▸ WHAT TO WORK ON:
- A) Answer each question using the article on Southern California construction costs.
(i) According to the Gordian report, by what percentage have construction material costs risen on average since 2020?
(ii) By how much has the price of copper wire and cable increased since February 2020?
(iii) What decline has softwood lumber experienced?
- B) Extend the article on Southern California construction costs, picking up after its final sentence.

▸ EXTRACT:
###

In Southern California, construction costs have experienced significant fluctuations in recent years. The construction industry in the region has faced a myriad of challenges, including the impact of the pandemic, changes in demand, and supply chain disruptions. These factors have contributed to remarkable shifts in material construction costs. In this post, we’ll delve into the current landscape of construction material costs, examining both the increases and decreases in prices and the factors driving these changes.

Current Construction Material Cost Trends

According to a report from Oxford Economics, prices for key construction materials are expected to continue their downward trajectory in 2023 and 2024. However, they remain significantly higher compared to the pre-pandemic period.

A construction materials report from construction cost data tracking firm Gordian indicates that approximately 82.5% of construction materials have seen substantial cost increases since 2020. On average, these costs have surged by 19%.

At the peak of post-pandemic growth, building material prices were rising at a staggering annualized rate of 24%. The slowdown in this pace can be attributed to actions by the Federal Reserve to tighten monetary policy and a decrease in demand driven by higher interest rates.

Key Cost Increases and Decreases

Steel prices have surged by 22%, with concrete and masonry following closely at a 15% increase. Notably, the availability of concrete and masonry materials has decreased.

The cost of electrical conduit has risen by 12%, while insulation costs have increased by 11%. Brick and structural clay tile prices have expanded by nearly 9% over the past year, and the price of copper wire and cable has seen a substantial 40% increase since February 2020.

On the other hand, there have been significant decreases in costs. Notably, lumber and wood products have dropped by 14.9%, and softwood lumber has experienced a notable decline of 45.1%, although availability has increased. Steel mill products have decreased by 15.1%, and aluminum mill shapes have seen a reduction of 13.0%.

###

▸ RECORD EXTRACTS:
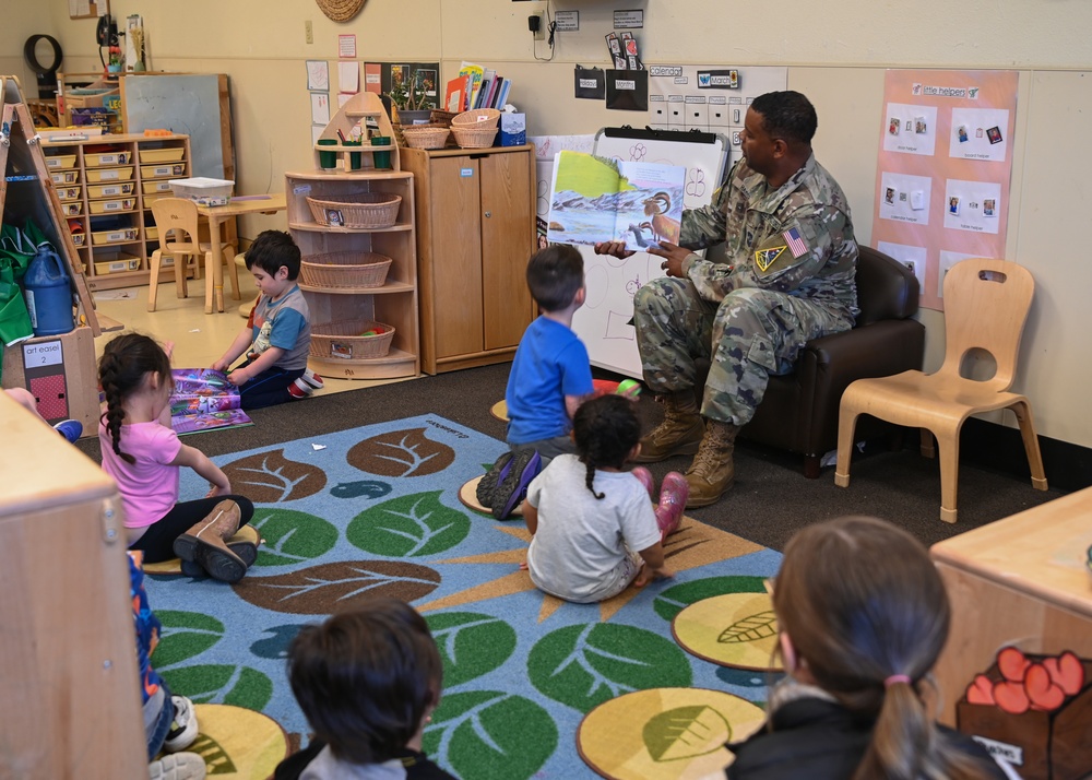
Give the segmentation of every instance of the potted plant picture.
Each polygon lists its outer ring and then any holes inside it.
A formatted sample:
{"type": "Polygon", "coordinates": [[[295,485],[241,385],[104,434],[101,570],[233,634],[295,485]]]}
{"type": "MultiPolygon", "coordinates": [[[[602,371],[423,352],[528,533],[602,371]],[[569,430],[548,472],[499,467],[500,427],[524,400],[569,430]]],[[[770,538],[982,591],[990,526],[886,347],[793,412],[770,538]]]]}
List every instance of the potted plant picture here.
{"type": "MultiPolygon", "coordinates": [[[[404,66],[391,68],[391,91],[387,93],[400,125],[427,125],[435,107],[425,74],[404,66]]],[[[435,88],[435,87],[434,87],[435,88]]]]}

###

▸ ANSWERS BELOW:
- A)
(i) 19%
(ii) 40%
(iii) 45.1%

- B)
Sharp declines in energy prices have contributed to lower construction costs. Crude Petroleum prices have dropped by 12.8%, with a substantial 19.4% decrease in diesel fuel, and a whopping 55.8% reduction in natural gas costs.

A Look Ahead

Industry experts anticipate continued fluctuations in construction material costs. While most materials are not expected to return to pre-pandemic levels this year, the consensus is that they should stabilize and not experience the dramatic increases seen in recent times.

According to LinkedIn News, material costs are projected to return to the long-term average of 2.7% by 2024. However, prices are expected to be 25% to 28% higher than they would have been compared to a pre-2020 trajectory.

Several factors, including raw material prices, labor shortages, and market demand, will continue to exert modest upward pressure on costs through 2024. Advancements in technology, such as Building Information Modeling (BIM) and prefabrication techniques, are expected to improve project efficiency and reduce waste, ultimately positively impacting construction costs.

By optimizing design, materials, and construction methods, Value Engineering can also help achieve project goals within budgetary constraints.